Exercise objective –
Only the lines starting at the one that contains "Drop one point per instance of the red hull." and running to the end should be repeated, exactly as written.

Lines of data
◇ ◇ ◇ ◇ ◇

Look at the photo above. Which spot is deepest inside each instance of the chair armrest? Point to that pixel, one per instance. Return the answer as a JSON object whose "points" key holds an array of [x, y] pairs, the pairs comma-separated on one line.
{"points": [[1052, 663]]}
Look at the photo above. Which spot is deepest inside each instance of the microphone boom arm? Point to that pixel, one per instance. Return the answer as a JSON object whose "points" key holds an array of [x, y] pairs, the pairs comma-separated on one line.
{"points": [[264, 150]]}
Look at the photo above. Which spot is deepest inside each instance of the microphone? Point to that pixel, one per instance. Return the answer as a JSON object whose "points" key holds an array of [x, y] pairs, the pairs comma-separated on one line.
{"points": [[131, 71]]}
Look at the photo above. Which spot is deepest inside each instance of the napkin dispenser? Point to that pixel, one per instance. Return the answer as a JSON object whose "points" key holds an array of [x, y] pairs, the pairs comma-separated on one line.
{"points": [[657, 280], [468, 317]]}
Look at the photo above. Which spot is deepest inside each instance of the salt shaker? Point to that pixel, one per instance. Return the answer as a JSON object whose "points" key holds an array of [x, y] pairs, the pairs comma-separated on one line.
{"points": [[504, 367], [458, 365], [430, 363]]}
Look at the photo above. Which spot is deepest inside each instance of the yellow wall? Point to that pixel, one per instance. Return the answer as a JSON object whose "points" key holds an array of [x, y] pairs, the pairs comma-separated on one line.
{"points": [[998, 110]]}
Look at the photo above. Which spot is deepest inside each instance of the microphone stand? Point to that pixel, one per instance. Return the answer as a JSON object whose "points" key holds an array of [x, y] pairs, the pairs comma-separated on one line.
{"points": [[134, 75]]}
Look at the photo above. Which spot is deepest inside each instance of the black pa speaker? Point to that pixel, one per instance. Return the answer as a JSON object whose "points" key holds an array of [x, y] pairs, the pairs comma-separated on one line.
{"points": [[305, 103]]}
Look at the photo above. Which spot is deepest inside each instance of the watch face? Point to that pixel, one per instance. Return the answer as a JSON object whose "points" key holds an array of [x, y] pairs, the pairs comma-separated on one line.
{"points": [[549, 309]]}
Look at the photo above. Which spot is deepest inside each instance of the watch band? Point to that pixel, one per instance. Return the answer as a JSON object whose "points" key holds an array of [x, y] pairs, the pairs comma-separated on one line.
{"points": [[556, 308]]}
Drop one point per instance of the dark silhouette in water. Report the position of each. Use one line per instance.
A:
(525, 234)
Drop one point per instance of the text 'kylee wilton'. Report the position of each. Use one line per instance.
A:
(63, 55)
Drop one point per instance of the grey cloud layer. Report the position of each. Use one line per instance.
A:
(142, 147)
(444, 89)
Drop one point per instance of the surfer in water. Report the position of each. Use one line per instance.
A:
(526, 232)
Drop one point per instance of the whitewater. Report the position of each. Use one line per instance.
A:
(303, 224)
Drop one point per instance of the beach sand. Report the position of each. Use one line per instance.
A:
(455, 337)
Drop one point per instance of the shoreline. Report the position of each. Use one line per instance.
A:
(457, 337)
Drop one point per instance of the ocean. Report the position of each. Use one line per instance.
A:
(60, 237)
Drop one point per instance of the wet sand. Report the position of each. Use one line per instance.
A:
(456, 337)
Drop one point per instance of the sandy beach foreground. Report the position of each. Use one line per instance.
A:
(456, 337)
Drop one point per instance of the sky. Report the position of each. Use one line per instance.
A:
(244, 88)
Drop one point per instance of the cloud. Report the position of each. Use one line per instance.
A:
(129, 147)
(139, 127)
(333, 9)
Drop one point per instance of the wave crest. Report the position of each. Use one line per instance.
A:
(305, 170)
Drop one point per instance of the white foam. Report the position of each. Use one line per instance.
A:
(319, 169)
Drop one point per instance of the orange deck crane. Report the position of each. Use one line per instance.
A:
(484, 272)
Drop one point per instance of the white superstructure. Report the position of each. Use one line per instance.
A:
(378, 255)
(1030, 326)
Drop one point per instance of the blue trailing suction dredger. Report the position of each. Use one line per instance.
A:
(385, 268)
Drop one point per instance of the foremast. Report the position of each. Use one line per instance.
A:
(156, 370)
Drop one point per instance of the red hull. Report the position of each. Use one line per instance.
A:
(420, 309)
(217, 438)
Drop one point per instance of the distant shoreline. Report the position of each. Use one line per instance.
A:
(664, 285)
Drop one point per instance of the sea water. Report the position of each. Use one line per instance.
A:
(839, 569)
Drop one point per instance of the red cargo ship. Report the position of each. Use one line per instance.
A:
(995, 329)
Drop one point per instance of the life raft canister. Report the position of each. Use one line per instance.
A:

◇ ◇ ◇ ◇ ◇

Answer –
Drop one point per instance of the red hull. Report the position of each. Use one line per instance.
A:
(420, 309)
(217, 438)
Drop one point per instance of the distant shoreline. Report the position of each. Use one line per instance.
A:
(664, 285)
Drop one point per instance of the sea water. Report the position of each. Use one line per instance.
A:
(839, 569)
Drop one point per instance of the red cargo ship. Report the position of each. Use one line per instance.
A:
(995, 329)
Drop one point per instance of the life raft canister. Report the position of each. Use one line per instance.
A:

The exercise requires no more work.